Exercise ▸
Quote the stretch of the passage on surgical planning with 3D printing from "Surgical Planning with" through "surgical consulting practice.".

Passage provided ▸
__________
Surgical Planning with Autonomic Technologies
When presented with a complex surgery or abnormal anatomy, surgeons have always sought out means to plan the safest possible surgery. From the early days of x-rays to the modern forefront of CT and MRI scanning technology, the desire to provide their patients with the safest treatment possible has driven the advance of surgical planning techniques.
With 3D printing technologies becoming ever more accurate and accessible, medical professionals are increasingly turning to tools like the Form 1+ 3D printer to print surgical reference models.
Back in October, we met Tom Luhrs of Autonomic Technologies at Inside 3D Printing in Santa Clara, CA. We caught up with him to find out how ATI has been incorporating 3D printing technology into their surgical consulting practice.
How are you using the Form 1+ and how is it useful for your practice?
We print models of patient skulls for our surgeons to use as reference for planning surgeries. We take CT scans a couple weeks prior to surgery. With the CT image data we are able to create DRR’s (digitally reconstructed radiographs) which allow surgeons to visualize the specific patient anatomy on their computer screen. We then use the Form 1+ to 3D print these skulls giving the surgeons a tangible model they can study prior to entering the operating room. The 3D models make it much easier to assess the anatomy and accurately plan the surgery.
Anterior view of cranium/orbit
Prior to using the 3D printed models we were only able to provide digital reconstructions and generic plastic skull models. Doctors are now able to use the actual surgical tools and visualize the procedure for each specific patient anatomy which gives the patients, the doctors and Autonomic Technologies, Inc as the manufacturer more confidence throughout.
__________
Natural-language object grounding listing

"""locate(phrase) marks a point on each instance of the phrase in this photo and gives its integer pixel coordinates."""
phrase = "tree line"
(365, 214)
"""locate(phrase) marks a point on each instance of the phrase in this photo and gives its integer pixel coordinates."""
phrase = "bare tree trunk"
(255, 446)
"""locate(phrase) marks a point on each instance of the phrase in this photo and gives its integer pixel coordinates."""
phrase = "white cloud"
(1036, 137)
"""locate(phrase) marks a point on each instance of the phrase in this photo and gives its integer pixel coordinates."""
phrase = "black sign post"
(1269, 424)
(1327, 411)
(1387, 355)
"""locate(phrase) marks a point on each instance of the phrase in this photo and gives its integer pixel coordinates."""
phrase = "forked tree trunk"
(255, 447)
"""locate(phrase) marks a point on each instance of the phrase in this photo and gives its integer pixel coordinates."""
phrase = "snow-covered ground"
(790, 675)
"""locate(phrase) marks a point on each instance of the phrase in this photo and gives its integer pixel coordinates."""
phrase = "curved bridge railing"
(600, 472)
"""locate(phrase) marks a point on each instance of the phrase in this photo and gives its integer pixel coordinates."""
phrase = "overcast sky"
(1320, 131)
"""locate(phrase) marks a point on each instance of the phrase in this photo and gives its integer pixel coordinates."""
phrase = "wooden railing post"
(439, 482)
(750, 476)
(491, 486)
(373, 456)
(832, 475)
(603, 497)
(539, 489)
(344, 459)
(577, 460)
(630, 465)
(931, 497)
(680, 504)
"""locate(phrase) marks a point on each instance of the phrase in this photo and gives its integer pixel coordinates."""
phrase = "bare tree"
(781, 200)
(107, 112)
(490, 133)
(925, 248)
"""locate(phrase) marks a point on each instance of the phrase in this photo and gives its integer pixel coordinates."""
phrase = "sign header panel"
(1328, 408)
__________
Response ▸
Surgical Planning with Autonomic Technologies
When presented with a complex surgery or abnormal anatomy, surgeons have always sought out means to plan the safest possible surgery. From the early days of x-rays to the modern forefront of CT and MRI scanning technology, the desire to provide their patients with the safest treatment possible has driven the advance of surgical planning techniques.
With 3D printing technologies becoming ever more accurate and accessible, medical professionals are increasingly turning to tools like the Form 1+ 3D printer to print surgical reference models.
Back in October, we met Tom Luhrs of Autonomic Technologies at Inside 3D Printing in Santa Clara, CA. We caught up with him to find out how ATI has been incorporating 3D printing technology into their surgical consulting practice.